[START OF Input data]
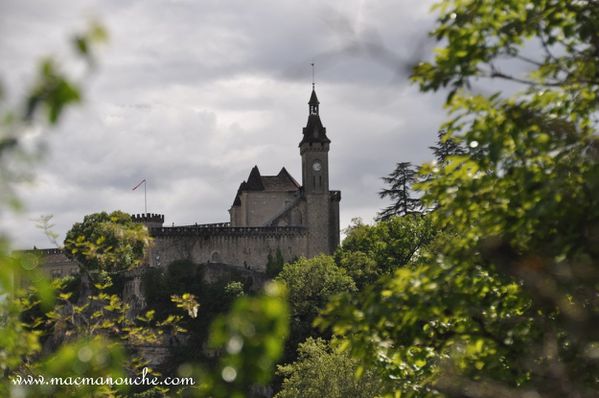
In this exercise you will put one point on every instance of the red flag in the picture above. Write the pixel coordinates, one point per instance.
(137, 186)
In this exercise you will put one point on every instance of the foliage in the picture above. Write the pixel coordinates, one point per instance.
(323, 371)
(447, 147)
(107, 242)
(251, 337)
(505, 305)
(311, 283)
(400, 181)
(274, 265)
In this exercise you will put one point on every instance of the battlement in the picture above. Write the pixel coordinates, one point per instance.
(147, 218)
(209, 225)
(42, 252)
(216, 230)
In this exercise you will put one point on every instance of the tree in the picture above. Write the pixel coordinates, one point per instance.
(274, 265)
(107, 242)
(400, 182)
(446, 147)
(390, 244)
(311, 283)
(323, 371)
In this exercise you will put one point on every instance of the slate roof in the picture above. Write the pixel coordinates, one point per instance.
(314, 132)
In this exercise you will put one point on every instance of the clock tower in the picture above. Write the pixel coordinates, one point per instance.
(322, 205)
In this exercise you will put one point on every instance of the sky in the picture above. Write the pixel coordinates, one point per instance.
(191, 94)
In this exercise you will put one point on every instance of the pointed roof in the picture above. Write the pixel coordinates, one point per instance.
(313, 98)
(282, 182)
(254, 180)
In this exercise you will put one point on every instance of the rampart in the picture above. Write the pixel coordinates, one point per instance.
(246, 247)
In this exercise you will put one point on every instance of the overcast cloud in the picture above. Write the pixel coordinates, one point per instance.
(191, 94)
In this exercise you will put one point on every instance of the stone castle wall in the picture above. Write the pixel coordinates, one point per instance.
(246, 247)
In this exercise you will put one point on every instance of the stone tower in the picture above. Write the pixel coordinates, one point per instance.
(322, 205)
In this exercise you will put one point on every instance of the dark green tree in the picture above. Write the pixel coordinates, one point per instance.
(107, 242)
(505, 306)
(311, 283)
(323, 371)
(446, 147)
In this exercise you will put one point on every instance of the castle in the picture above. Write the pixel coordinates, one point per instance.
(269, 214)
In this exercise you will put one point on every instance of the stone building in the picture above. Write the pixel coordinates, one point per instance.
(268, 214)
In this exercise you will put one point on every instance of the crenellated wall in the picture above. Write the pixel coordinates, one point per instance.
(246, 247)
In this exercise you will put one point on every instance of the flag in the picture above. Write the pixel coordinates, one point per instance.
(137, 186)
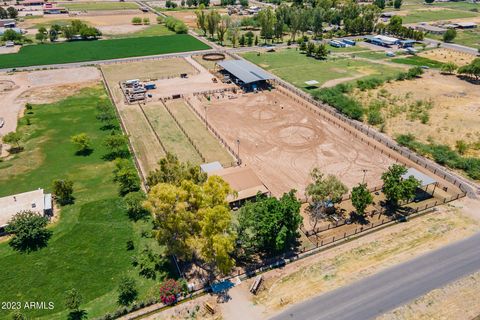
[END OF Input data]
• Task details: Which lines in the entries above contain the word "roof"? Pick out and copy every one of them.

• Answer to the exercise:
In this exercise you will put one point on every instance of the slate roof in the picture above. Write the pixel coordinates, one point per instance.
In this exercise you will put one point on every instance of the pointed roof in the picture above. Write the pixel coordinates, one point per instance.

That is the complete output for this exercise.